SET TASK:
Count how many lines in the listing below contain the string "Identify", matching case exactly. Give only the number.

--- Start RECORDS TO PROCESS ---

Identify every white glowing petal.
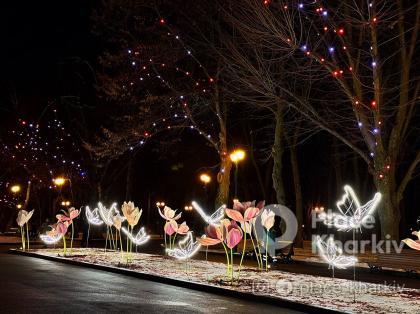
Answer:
[319,185,382,231]
[316,236,357,269]
[166,231,201,260]
[191,201,226,225]
[98,202,117,227]
[85,206,104,226]
[39,234,63,244]
[121,227,150,246]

--- End RECORDS TO PROCESS ---

COMPLETE ANSWER:
1